GIVEN PASSAGE:
(begin)

The comments at the end of the post are quite good as well.

On Church Marketing

You may not have heard about Richard Reising or his blog Beyond Relevance, but you’ve probably seen their video, “What If Starbucks Marketed Like the Church?

I tend to cringe when I hear the phrase “church marketing,” because I usually associate the word “marketing” with trying to convince someone that a product is better than it really is. However, when you really think about it, every church markets itself in some way, whether intentionally or unintentionally. How do we put our best face forward? Our church has recently done an overhaul of our communications, including printed materials and our website. It looks great, but we continue to remind ourselves that it’s not about looking good, it’s about accurately and effectively communicating what we’re about as a church in order to reach people with the Good News of Jesus. This post at Beyond Relevance has some good points, and I especially resonate with this excerpt:

Promotion without connectivity is destructive. I often share with church leaders that most of the churches in the United States should not promote themselves. Why? Simple. If your current membership is not actively inviting people or visitors are not staying, there are reasons why. If you do an advertising campaign, you are asking people to come in your doors only to realize why no one wants to invite anyone to your church. They never come back and leave to tell all their friends what they did not like about your church. This is not good marketing.

(end)

INFORMATION SHOWN:

(begin)

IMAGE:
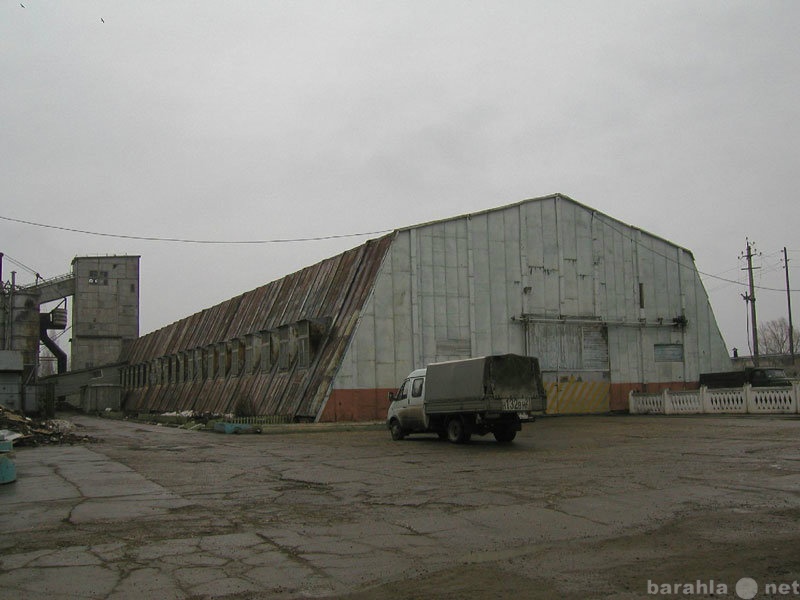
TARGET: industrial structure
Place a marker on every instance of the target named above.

(end)

YOUR TASKS:
1. Decide whether each statement agrees with the church marketing post: (a) The writer's church recently overhauled its communications, including its website. (b) The excerpt says most churches in the United States should promote themselves more. (c) The writer links the word "marketing" with making a product seem better than it is. For each one, answer yes or no and quote the words from the post that settle it.
2. Copy out the passage of the church marketing post that starts at "On Church Marketing" and ends at "Like the Church?".

PER-TASK OUTPUTS:
1.
(a) Yes: "Our church has recently done an overhaul of our communications, including printed materials and our website."
(b) No: "most of the churches in the United States should not promote themselves."
(c) Yes: "I usually associate the word “marketing” with trying to convince someone that a product is better than it really is."

2.
On Church Marketing

You may not have heard about Richard Reising or his blog Beyond Relevance, but you’ve probably seen their video, “What If Starbucks Marketed Like the Church?